EXERCISE DIRECTIONS →
Return all of the data exactly as written, without the pictures.
BEGIN EXERCISE MATERIALS
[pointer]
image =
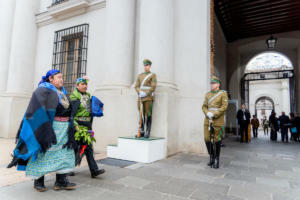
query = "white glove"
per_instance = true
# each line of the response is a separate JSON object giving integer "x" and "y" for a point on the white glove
{"x": 142, "y": 94}
{"x": 210, "y": 115}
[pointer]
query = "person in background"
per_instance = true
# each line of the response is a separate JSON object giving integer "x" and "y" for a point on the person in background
{"x": 243, "y": 116}
{"x": 255, "y": 125}
{"x": 293, "y": 128}
{"x": 81, "y": 99}
{"x": 284, "y": 121}
{"x": 265, "y": 125}
{"x": 273, "y": 123}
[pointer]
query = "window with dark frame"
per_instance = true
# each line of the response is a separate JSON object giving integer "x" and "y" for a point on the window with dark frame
{"x": 70, "y": 53}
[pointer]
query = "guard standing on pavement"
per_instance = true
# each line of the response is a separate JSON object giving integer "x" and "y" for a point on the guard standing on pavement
{"x": 214, "y": 106}
{"x": 145, "y": 86}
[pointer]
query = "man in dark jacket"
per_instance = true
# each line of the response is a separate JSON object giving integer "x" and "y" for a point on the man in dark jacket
{"x": 243, "y": 116}
{"x": 255, "y": 125}
{"x": 284, "y": 121}
{"x": 273, "y": 123}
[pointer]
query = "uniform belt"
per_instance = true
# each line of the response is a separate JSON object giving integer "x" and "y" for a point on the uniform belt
{"x": 84, "y": 119}
{"x": 62, "y": 119}
{"x": 213, "y": 109}
{"x": 145, "y": 88}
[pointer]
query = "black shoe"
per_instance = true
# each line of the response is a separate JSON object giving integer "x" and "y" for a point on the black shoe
{"x": 94, "y": 174}
{"x": 211, "y": 161}
{"x": 216, "y": 164}
{"x": 210, "y": 151}
{"x": 62, "y": 183}
{"x": 71, "y": 174}
{"x": 148, "y": 129}
{"x": 39, "y": 184}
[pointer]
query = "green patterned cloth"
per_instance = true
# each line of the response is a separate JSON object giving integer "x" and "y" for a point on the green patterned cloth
{"x": 84, "y": 107}
{"x": 56, "y": 159}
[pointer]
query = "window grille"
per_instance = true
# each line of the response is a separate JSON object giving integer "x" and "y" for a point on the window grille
{"x": 70, "y": 53}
END EXERCISE MATERIALS
ANSWER BELOW →
[pointer]
image =
query = "white glove"
per_instance = true
# each line of the response is a separate JSON object giving integer "x" and "y" for a point on the white glove
{"x": 142, "y": 94}
{"x": 210, "y": 115}
[pointer]
query = "person in background"
per_instance = true
# each line of the response is a separate JSON object giving integer "x" and "y" for a point on the person in background
{"x": 243, "y": 116}
{"x": 255, "y": 125}
{"x": 293, "y": 128}
{"x": 81, "y": 99}
{"x": 284, "y": 121}
{"x": 265, "y": 125}
{"x": 273, "y": 123}
[pointer]
query = "window with dark frame"
per_instance = true
# each line of the response is a separate JSON object giving integer "x" and "y" for a point on the window with dark frame
{"x": 70, "y": 53}
[pointer]
query = "guard standing on pavement"
per_instance = true
# each line of the response is a separate JSON object giving integer "x" and "y" for a point on the guard standing on pavement
{"x": 214, "y": 106}
{"x": 145, "y": 86}
[pointer]
query = "man in dark jacket"
per_instance = true
# each line of the response is a separate JSON object giving integer "x" and "y" for a point on the man in dark jacket
{"x": 243, "y": 116}
{"x": 255, "y": 125}
{"x": 284, "y": 121}
{"x": 273, "y": 123}
[pointer]
query = "uniform belt"
per_instance = true
# each line of the response is a separate JSON object giving integer "x" and "y" for a point on the uniform belt
{"x": 84, "y": 119}
{"x": 62, "y": 119}
{"x": 213, "y": 109}
{"x": 145, "y": 88}
[pointer]
query = "black shoe"
per_instance = true
# each line of the response is a separate JSON object giving integer "x" and "y" for a point on the black shoe
{"x": 94, "y": 174}
{"x": 211, "y": 161}
{"x": 216, "y": 164}
{"x": 210, "y": 151}
{"x": 62, "y": 183}
{"x": 71, "y": 174}
{"x": 148, "y": 129}
{"x": 39, "y": 184}
[pointer]
query = "green patterned cloth"
per_instance = true
# each line of the response is a separate JSON object giving integer "x" and "y" for a point on the green patterned cloth
{"x": 84, "y": 107}
{"x": 56, "y": 159}
[pointer]
query = "window grille"
per_instance = true
# each line of the response is a separate JSON object giving integer "x" and "y" for a point on the window grille
{"x": 70, "y": 53}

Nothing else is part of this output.